— begin —
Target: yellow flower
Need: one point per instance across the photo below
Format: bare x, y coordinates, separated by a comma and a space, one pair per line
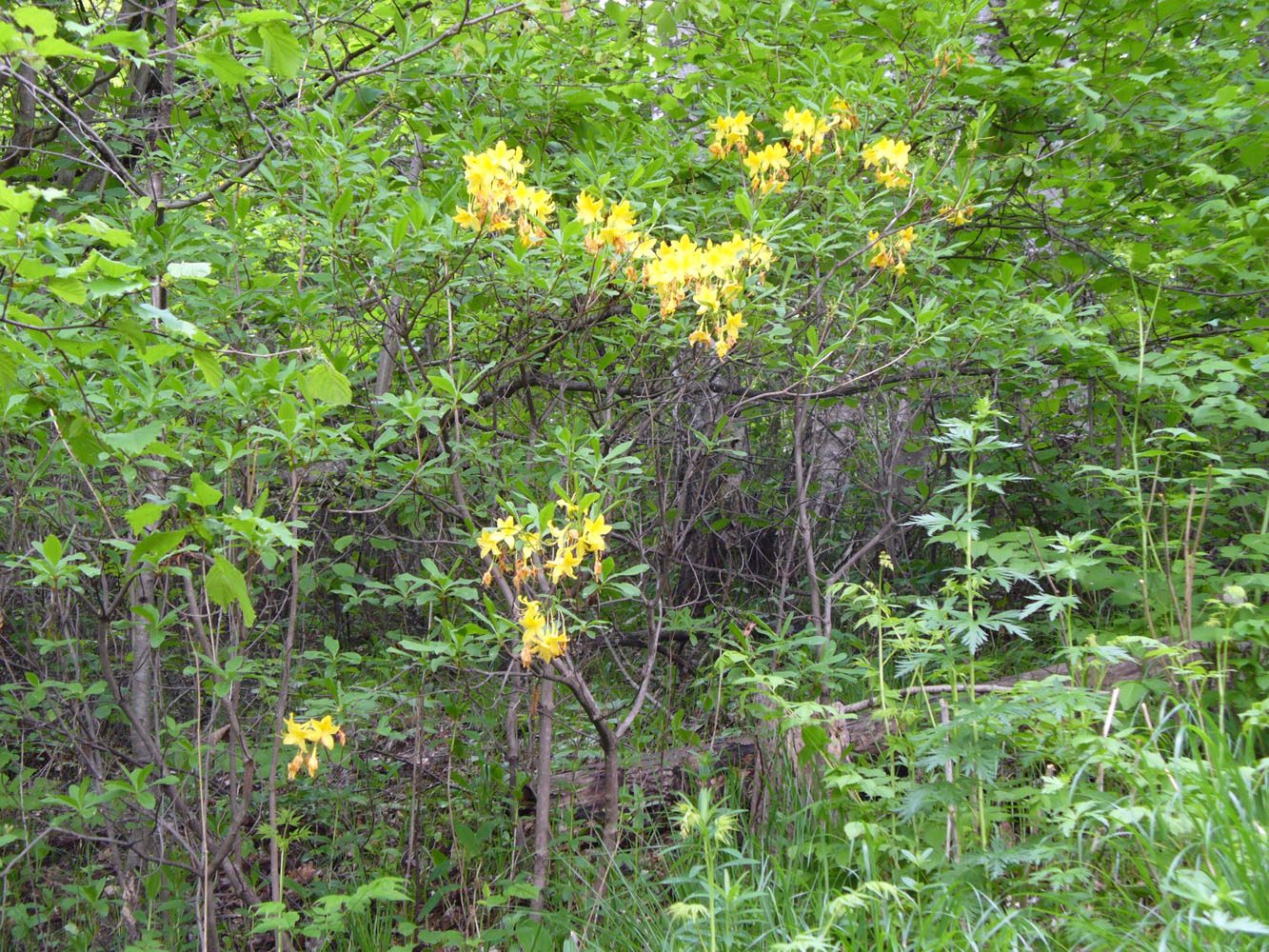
490, 544
294, 735
541, 639
730, 132
300, 734
323, 731
593, 531
506, 529
565, 564
466, 219
888, 156
589, 209
700, 337
532, 619
768, 169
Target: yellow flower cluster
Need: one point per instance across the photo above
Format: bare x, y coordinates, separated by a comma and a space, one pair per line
617, 230
952, 60
955, 215
713, 273
768, 168
498, 197
730, 132
542, 638
302, 734
891, 254
517, 548
715, 276
806, 129
846, 118
888, 156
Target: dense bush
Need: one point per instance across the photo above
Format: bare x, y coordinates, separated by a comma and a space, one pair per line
719, 475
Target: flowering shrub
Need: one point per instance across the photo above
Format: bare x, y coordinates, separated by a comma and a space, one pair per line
549, 554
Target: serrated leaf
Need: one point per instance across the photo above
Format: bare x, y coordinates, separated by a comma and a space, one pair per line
252, 18
226, 585
324, 384
209, 365
189, 269
156, 546
202, 493
69, 289
35, 19
56, 46
226, 68
282, 53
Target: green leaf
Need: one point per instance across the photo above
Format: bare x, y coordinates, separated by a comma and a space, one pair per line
226, 68
209, 365
202, 493
282, 53
226, 585
56, 46
132, 442
35, 19
133, 40
189, 269
327, 385
156, 546
251, 18
69, 289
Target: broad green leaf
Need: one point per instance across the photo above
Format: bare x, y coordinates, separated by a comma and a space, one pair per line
52, 48
282, 53
189, 269
325, 385
203, 494
35, 19
226, 585
156, 546
225, 67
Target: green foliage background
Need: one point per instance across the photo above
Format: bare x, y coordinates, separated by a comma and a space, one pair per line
258, 394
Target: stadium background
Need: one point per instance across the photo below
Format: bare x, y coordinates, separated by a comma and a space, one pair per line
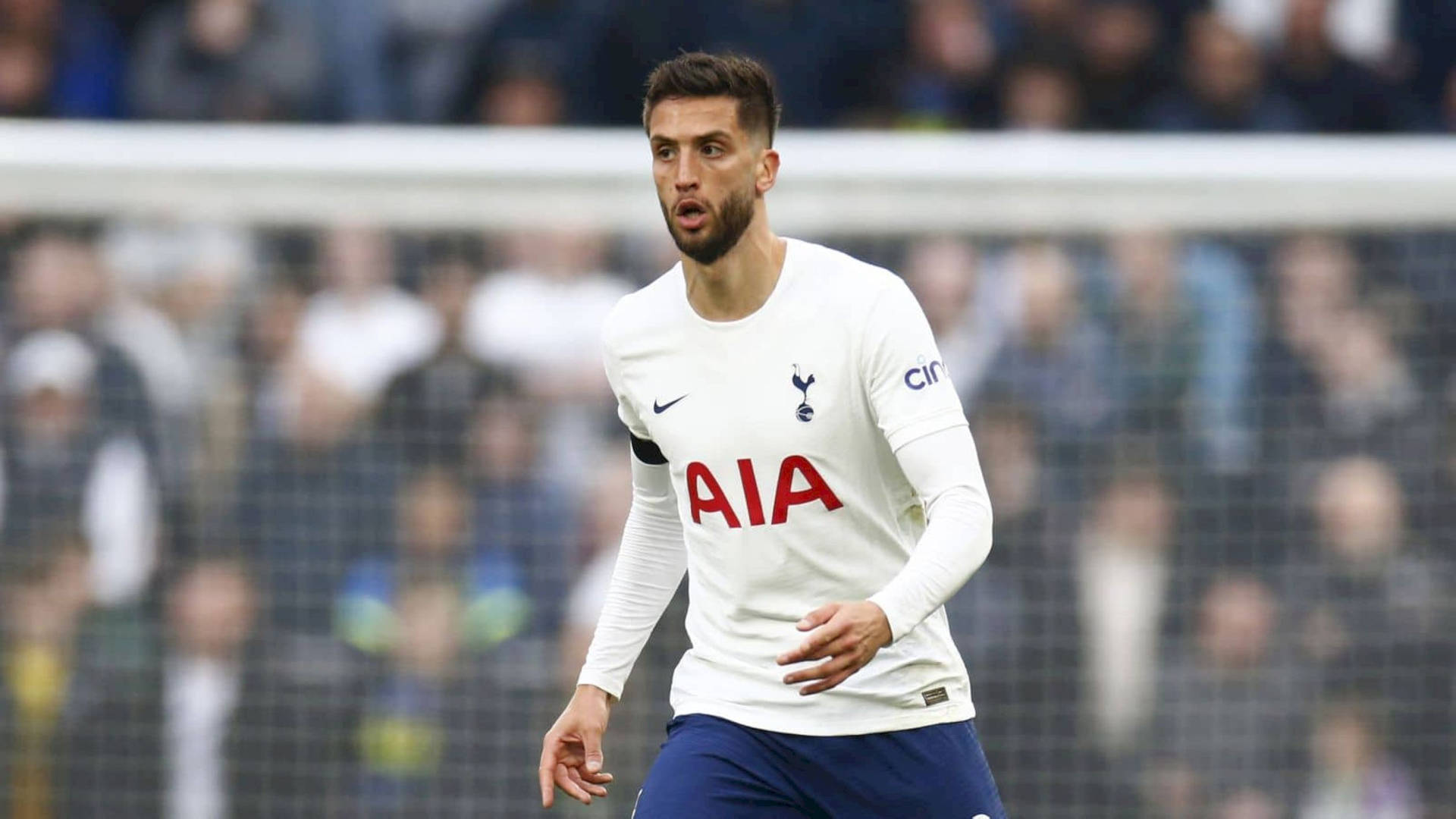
308, 516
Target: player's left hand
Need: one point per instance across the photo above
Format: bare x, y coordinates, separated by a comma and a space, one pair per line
849, 634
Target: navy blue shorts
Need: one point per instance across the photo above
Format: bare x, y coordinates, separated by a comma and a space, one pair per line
712, 768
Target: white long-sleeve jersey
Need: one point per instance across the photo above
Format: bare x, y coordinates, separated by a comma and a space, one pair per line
789, 460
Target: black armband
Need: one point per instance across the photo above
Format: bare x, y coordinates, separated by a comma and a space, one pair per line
647, 452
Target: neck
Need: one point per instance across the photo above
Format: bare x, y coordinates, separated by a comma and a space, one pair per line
742, 280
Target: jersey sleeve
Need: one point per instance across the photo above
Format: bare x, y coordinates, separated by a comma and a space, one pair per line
625, 410
910, 392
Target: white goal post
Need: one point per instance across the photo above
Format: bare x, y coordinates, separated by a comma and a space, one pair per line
894, 183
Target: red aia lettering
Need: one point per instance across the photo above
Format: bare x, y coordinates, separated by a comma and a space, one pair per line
786, 496
750, 491
715, 500
705, 494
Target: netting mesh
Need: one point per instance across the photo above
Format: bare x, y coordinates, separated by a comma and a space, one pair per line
318, 522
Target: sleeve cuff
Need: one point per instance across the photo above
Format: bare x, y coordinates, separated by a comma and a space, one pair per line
899, 624
601, 681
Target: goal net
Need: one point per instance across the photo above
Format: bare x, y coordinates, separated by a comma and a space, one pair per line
312, 482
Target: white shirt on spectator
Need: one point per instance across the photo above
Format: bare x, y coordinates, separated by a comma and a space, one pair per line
201, 695
120, 522
360, 344
522, 319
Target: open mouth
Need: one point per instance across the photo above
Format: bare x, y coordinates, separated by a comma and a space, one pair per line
691, 215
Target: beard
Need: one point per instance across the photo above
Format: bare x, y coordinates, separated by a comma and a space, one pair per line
720, 234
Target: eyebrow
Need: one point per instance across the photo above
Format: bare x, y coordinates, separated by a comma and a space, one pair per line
701, 139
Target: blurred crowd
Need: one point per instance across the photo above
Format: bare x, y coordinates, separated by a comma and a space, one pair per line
1307, 66
313, 523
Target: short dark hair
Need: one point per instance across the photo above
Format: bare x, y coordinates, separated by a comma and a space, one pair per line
699, 74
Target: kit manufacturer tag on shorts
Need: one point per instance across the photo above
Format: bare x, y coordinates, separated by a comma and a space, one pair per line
935, 695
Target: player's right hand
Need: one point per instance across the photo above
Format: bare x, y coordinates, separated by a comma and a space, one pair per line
571, 752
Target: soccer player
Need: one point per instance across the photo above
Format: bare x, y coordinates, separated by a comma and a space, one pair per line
800, 452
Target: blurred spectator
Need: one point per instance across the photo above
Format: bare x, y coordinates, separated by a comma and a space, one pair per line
— end —
- Goal
Each record above is to be restated exactly, with its pictures removed from the copy.

- Complete response
Target: yellow flower
Need: one point per instance across the photo below
Format: bare x, y coordinates, separated by a comma and a space, one pair per line
490, 544
294, 735
541, 639
730, 132
300, 734
323, 731
593, 531
506, 529
565, 564
466, 219
888, 156
589, 209
700, 337
532, 619
768, 169
Target: yellow flower cluster
Need: one point per instance across the photo above
Format: bare x, y coordinates, separated by a comma and a space, one pair per line
617, 230
952, 60
955, 215
713, 273
768, 168
498, 197
730, 132
542, 638
302, 734
891, 254
517, 548
715, 276
806, 129
846, 118
888, 156
Target: dense bush
Need: one point per instance across the photo above
Format: bare x, y coordinates, separated by a comma and a space, one pair per line
719, 475
Target: flowering shrub
Need: one point per instance across the photo above
Format: bare x, y coordinates, separated by a comma and a space, one pair per line
549, 554
Target: serrated leaf
Need: one point per instance across the photo above
Format: bare x, y coordinates, separated by a comma and a space, one pair per line
252, 18
226, 585
324, 384
209, 365
189, 269
156, 546
202, 493
69, 289
35, 19
56, 46
226, 68
282, 53
Target: green leaf
Need: one point per instance across the photo above
Format: bare x, y coordinates, separated by a comma and a space, one pair per line
226, 68
209, 365
202, 493
282, 53
226, 585
56, 46
132, 442
35, 19
133, 40
189, 269
327, 385
156, 546
251, 18
69, 289
Target: broad green leaf
Need: one point per instance across the photo above
Format: bare x, y coordinates, separated by a comma and a space, one pair per line
52, 48
282, 53
189, 269
325, 385
203, 494
35, 19
226, 585
156, 546
225, 67
Target: green foliage background
Need: one point per instance across the photo above
Format: bare x, y coordinates, separated by a comma and a space, one pair per line
258, 394
Target: stadium background
Need: one point per instance across the photo below
Format: bare x, y coordinates, separated by a comma and a space, one pair per line
308, 516
Target: player's left hand
Need: one point per instance across the photo above
Format: bare x, y coordinates, separated by a comma and a space, one pair per line
849, 634
Target: navy blue shorts
Need: one point per instance across the photo above
Format: bare x, y coordinates, separated by a comma and a space, one pair per line
712, 768
Target: white long-sleeve jersey
Need: one point per instance across the photo above
Format: bare x, y coordinates, separated by a comma and a space, one pair per line
789, 460
Target: black armband
Need: one point per instance across the photo above
Format: bare x, y coordinates, separated by a comma and a space, one pair per line
647, 452
Target: neck
Need: one point per instance across the photo above
Format: bare x, y coordinates, separated by a comma and a space, one pair per line
742, 280
Target: jersey sleeve
Need: one point per instance across the photo above
Format: bare x, y coordinates, separated by a comma and a space, one pair per line
625, 410
910, 392
Target: white goal post
Need: one point per instance across the photo above
Format: bare x, y coordinates, separated by a comma and a space, one pair per line
894, 183
Target: red aia lettering
Need: one point per instance across the photo above
Format: bare x, y coordinates, separated by a comma and a space, one pair per line
786, 496
750, 491
715, 500
705, 494
Target: netting mesh
Need: one point per instance across the photo above
Format: bare x, y coordinates, separated by a comma and a space, one pair per line
318, 522
Target: sleeve cuff
Need: one point per instance across the photo above
Format: bare x, y coordinates, separated by a comma and a space, one pair per line
899, 624
601, 681
Target: goal net
Need: one point per instance across the photo above
Format: bare x, y coordinates, separated by a comma and a space, one pair per line
312, 482
Target: white shirt on spectator
Need: one point per instance across the photo above
Format: bare x, y coordinates, separated by a comma and a space, one pair per line
201, 695
120, 522
360, 344
522, 319
Target: open mouth
Need: one point per instance across the photo above
Format: bare x, y coordinates, separated by a comma and a space, one pair per line
691, 215
Target: beard
Need: one point per instance across the photo above
Format: bare x, y coordinates, separated by a comma and a space, one pair per line
720, 234
Target: eyebrow
Need: one point per instance across the photo above
Format: bare x, y coordinates, separated by a comma and a space, one pair per line
701, 139
Target: blurred crowd
Need: one point per instance across the photo above
Format: bare x, y coordinates, separated by a comma and a space, one pair per line
1307, 66
313, 523
Target: short dark hair
Need: one point per instance across the photo above
Format: bare x, y coordinates, separated by a comma and a space, one pair per line
699, 74
Target: kit manufacturer tag on shorts
Need: one point per instance across the photo above
Format: bare x, y coordinates, separated by a comma and a space, one pair per line
935, 695
Target: player's right hand
Need: one point per instance across the photo above
Format: bare x, y coordinates, separated by a comma and a space, one pair per line
571, 752
Target: soccer player
Need: one point per instance across the photo above
Format: bare x, y coordinates, separated by a comma and a space, one pair per line
800, 452
Target: blurred spectator
Need: one point per instance across the photo above
Format: bare x, y coordinates, separated by a comma and a space, one pair per line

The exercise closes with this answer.